=== Section Start ===

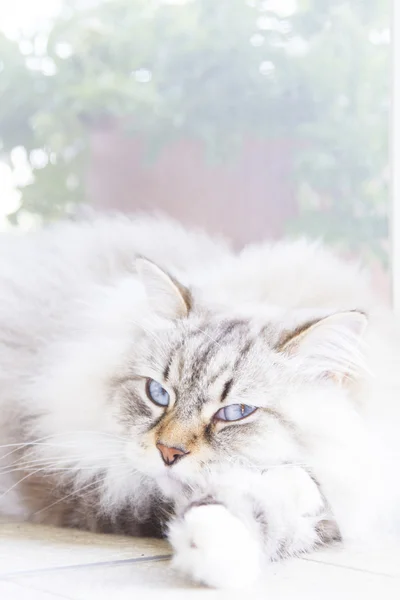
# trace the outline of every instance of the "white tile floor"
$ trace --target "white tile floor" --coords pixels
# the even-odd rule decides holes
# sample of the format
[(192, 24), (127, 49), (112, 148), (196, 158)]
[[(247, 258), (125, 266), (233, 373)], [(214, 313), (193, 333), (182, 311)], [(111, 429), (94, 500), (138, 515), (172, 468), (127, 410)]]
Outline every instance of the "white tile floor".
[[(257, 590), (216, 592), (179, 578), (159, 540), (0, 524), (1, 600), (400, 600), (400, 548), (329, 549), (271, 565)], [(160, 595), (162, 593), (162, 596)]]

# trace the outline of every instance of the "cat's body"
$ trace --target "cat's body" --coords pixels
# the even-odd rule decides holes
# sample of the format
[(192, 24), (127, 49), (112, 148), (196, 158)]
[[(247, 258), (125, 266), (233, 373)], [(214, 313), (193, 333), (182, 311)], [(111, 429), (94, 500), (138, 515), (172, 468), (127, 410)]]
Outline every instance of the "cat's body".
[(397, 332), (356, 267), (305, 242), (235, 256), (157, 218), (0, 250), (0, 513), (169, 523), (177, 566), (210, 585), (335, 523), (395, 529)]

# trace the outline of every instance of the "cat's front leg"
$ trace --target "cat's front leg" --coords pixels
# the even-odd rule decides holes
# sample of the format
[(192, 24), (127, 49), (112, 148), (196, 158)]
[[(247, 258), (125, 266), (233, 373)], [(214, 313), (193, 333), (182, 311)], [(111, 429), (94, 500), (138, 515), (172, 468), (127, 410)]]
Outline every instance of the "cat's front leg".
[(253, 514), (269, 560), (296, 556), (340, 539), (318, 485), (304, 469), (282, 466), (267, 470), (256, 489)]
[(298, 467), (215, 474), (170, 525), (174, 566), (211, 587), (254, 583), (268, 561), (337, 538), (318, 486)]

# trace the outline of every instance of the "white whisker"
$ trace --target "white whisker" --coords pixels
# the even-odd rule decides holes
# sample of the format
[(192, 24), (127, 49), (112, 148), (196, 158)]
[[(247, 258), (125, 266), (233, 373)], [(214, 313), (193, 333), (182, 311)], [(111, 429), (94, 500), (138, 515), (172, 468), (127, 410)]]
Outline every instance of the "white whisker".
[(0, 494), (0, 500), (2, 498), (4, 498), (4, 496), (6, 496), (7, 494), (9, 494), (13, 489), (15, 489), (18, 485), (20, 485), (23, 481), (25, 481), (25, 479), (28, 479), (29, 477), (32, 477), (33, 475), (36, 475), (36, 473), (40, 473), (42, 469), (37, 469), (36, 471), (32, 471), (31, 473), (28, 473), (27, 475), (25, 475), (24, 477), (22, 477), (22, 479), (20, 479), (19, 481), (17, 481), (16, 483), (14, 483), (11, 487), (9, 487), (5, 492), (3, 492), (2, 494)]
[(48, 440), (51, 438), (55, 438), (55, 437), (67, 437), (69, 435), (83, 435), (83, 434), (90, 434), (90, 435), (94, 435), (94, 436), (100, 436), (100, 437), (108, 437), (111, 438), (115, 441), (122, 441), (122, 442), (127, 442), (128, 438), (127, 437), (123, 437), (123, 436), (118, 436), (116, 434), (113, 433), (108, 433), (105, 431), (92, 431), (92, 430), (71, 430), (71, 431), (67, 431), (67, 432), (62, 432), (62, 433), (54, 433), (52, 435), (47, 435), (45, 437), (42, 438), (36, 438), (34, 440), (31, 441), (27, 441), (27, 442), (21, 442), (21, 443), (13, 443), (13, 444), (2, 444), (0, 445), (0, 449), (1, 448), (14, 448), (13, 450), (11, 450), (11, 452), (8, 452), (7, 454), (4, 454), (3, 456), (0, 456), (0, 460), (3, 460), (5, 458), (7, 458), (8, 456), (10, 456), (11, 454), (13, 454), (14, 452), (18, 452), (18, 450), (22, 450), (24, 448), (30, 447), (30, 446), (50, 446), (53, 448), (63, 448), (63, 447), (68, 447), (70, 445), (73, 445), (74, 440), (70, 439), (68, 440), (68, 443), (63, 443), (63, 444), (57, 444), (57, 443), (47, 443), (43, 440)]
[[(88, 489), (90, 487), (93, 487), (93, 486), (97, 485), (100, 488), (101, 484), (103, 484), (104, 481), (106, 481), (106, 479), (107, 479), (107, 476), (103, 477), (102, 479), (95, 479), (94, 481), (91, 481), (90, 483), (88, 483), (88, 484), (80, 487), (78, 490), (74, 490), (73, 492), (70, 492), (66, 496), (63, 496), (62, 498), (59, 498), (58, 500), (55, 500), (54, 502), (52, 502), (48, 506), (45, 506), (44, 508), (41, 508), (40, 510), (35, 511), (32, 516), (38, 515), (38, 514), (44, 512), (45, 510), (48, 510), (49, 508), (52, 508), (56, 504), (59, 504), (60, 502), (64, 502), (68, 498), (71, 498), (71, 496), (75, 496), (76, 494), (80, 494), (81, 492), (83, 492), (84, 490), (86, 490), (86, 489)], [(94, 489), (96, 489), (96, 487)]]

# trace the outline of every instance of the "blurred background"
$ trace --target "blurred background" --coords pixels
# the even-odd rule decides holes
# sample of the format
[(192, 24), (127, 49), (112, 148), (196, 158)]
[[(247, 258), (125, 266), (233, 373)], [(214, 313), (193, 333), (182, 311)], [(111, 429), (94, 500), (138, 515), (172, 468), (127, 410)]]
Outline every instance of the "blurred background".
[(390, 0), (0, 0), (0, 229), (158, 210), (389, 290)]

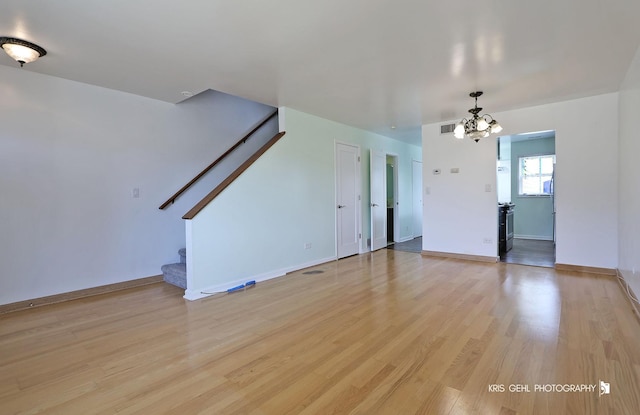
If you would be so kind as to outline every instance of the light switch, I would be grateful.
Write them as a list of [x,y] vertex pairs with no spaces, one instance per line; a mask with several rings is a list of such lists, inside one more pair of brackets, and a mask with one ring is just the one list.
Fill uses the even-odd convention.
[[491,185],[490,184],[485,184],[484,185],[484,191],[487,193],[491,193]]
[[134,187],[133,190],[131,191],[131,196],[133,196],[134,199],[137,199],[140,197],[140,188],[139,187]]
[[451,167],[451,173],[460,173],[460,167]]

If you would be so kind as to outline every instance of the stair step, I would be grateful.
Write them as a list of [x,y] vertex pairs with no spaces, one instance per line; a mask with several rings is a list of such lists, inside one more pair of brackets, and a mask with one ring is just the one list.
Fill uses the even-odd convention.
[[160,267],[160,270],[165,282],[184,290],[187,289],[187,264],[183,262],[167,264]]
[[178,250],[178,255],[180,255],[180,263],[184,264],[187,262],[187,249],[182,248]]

=== Section End ===

Instructions for the task ▸
Your copy of the records must match them exactly, except that no pictures appear in it.

Exercise answer ▸
# trace the outline of every instance of the "white tile floor"
$ trace --target "white tile floor" --coords pixels
# the even-odd rule decides holes
# sample of the format
[(192, 24), (127, 49), (112, 148), (196, 158)]
[[(247, 258), (125, 266), (233, 373)], [(214, 313), (193, 333), (182, 311)], [(111, 429), (94, 500), (138, 515), (172, 468), (127, 410)]]
Outline every instance of the "white tile floor".
[[(257, 590), (216, 592), (179, 578), (159, 540), (0, 524), (1, 600), (400, 600), (400, 548), (329, 549), (271, 565)], [(160, 595), (162, 593), (162, 596)]]

# trace the outline of every instance of the "cat's body"
$ trace --target "cat's body" --coords pixels
# the even-odd rule decides holes
# sample of the format
[(192, 24), (127, 49), (112, 148), (196, 158)]
[[(247, 258), (125, 266), (233, 373)], [(214, 313), (193, 333), (182, 311)], [(111, 429), (94, 500), (138, 515), (172, 468), (127, 410)]]
Outline every instance of the "cat's body".
[(397, 332), (356, 267), (305, 242), (235, 256), (157, 218), (0, 250), (0, 513), (169, 523), (177, 566), (210, 585), (335, 523), (395, 529)]

# trace the outline of every instance of the "cat's front leg"
$ trace --target "cat's front leg" --coords pixels
# the even-odd rule decides holes
# sample of the format
[(192, 24), (127, 49), (112, 148), (196, 158)]
[[(247, 258), (125, 266), (233, 373)], [(214, 313), (193, 333), (182, 311)], [(111, 429), (94, 500), (138, 515), (172, 468), (127, 410)]]
Outline every instance of the "cat's front leg".
[(253, 514), (269, 560), (296, 556), (340, 539), (318, 485), (304, 469), (282, 466), (267, 470), (256, 489)]
[(298, 467), (215, 474), (170, 525), (174, 566), (211, 587), (254, 583), (268, 561), (337, 538), (318, 486)]

# trace the outline of every instance of the "white whisker"
$ trace --target "white whisker" --coords pixels
# the even-odd rule decides holes
# sample of the format
[(192, 24), (127, 49), (112, 148), (196, 158)]
[[(247, 258), (125, 266), (233, 373)], [(214, 313), (193, 333), (182, 311)], [(111, 429), (94, 500), (138, 515), (172, 468), (127, 410)]]
Outline every instance of the "white whisker".
[(0, 494), (0, 500), (2, 498), (4, 498), (4, 496), (6, 496), (7, 494), (9, 494), (13, 489), (15, 489), (18, 485), (20, 485), (23, 481), (25, 481), (25, 479), (28, 479), (29, 477), (32, 477), (33, 475), (36, 475), (36, 473), (40, 473), (42, 469), (37, 469), (36, 471), (32, 471), (31, 473), (28, 473), (27, 475), (25, 475), (24, 477), (22, 477), (22, 479), (20, 479), (19, 481), (17, 481), (16, 483), (14, 483), (11, 487), (9, 487), (5, 492), (3, 492), (2, 494)]
[(48, 440), (51, 438), (55, 438), (55, 437), (67, 437), (69, 435), (83, 435), (83, 434), (90, 434), (90, 435), (94, 435), (94, 436), (100, 436), (100, 437), (108, 437), (111, 438), (115, 441), (122, 441), (122, 442), (127, 442), (128, 438), (127, 437), (123, 437), (123, 436), (118, 436), (116, 434), (113, 433), (108, 433), (105, 431), (92, 431), (92, 430), (71, 430), (71, 431), (67, 431), (67, 432), (62, 432), (62, 433), (54, 433), (52, 435), (47, 435), (45, 437), (42, 438), (36, 438), (34, 440), (31, 441), (27, 441), (27, 442), (21, 442), (21, 443), (13, 443), (13, 444), (2, 444), (0, 445), (0, 449), (1, 448), (14, 448), (13, 450), (11, 450), (11, 452), (8, 452), (7, 454), (4, 454), (3, 456), (0, 456), (0, 460), (3, 460), (5, 458), (7, 458), (8, 456), (10, 456), (11, 454), (13, 454), (14, 452), (18, 452), (18, 450), (22, 450), (24, 448), (30, 447), (30, 446), (50, 446), (53, 448), (63, 448), (63, 447), (68, 447), (70, 445), (73, 445), (74, 440), (70, 439), (68, 440), (68, 443), (63, 443), (63, 444), (57, 444), (57, 443), (47, 443), (43, 440)]
[[(88, 489), (90, 487), (93, 487), (93, 486), (97, 485), (100, 488), (101, 484), (103, 484), (104, 481), (106, 481), (106, 479), (107, 479), (107, 476), (103, 477), (102, 479), (95, 479), (94, 481), (91, 481), (90, 483), (88, 483), (88, 484), (80, 487), (78, 490), (74, 490), (73, 492), (70, 492), (66, 496), (63, 496), (62, 498), (59, 498), (58, 500), (55, 500), (54, 502), (52, 502), (48, 506), (45, 506), (44, 508), (41, 508), (40, 510), (35, 511), (32, 516), (38, 515), (38, 514), (44, 512), (45, 510), (48, 510), (49, 508), (52, 508), (56, 504), (59, 504), (60, 502), (64, 502), (68, 498), (71, 498), (71, 496), (75, 496), (76, 494), (80, 494), (81, 492), (83, 492), (84, 490), (86, 490), (86, 489)], [(94, 489), (96, 489), (96, 487)]]

# trace the outline of every instance of the "blurred background"
$ trace --target "blurred background" --coords pixels
# the even-odd rule decides holes
# sample of the format
[(192, 24), (127, 49), (112, 148), (196, 158)]
[[(247, 258), (125, 266), (233, 373)], [(214, 313), (193, 333), (182, 311)], [(111, 429), (94, 500), (138, 515), (172, 468), (127, 410)]]
Outline every instance of the "blurred background".
[(390, 0), (0, 0), (0, 229), (158, 210), (389, 290)]

If you would be so kind as to outline every instance of the light switch, I would be grateful.
Write them as a list of [x,y] vertex pairs with no spaces, one instance per line; a mask with several rings is a list of such lists, inside one more pair of brackets, and a mask with one ring is just the one list.
Fill uses the even-odd convention.
[[491,185],[490,184],[485,184],[484,185],[484,191],[487,193],[491,193]]
[[134,187],[133,190],[131,191],[131,196],[133,196],[134,199],[137,199],[140,197],[140,188],[139,187]]
[[451,167],[451,173],[460,173],[460,167]]

If you would be so kind as to outline every instance of the stair step, I would be grateful.
Write them as a list of [x,y] vertex pairs with no spaces, one instance per line; a mask with several rings is a list of such lists, inside one more pair of brackets, and a mask with one ring is just the one list.
Fill uses the even-odd convention.
[[160,267],[160,270],[165,282],[184,290],[187,289],[187,264],[183,262],[167,264]]
[[178,250],[178,255],[180,255],[180,263],[184,264],[187,262],[187,249],[182,248]]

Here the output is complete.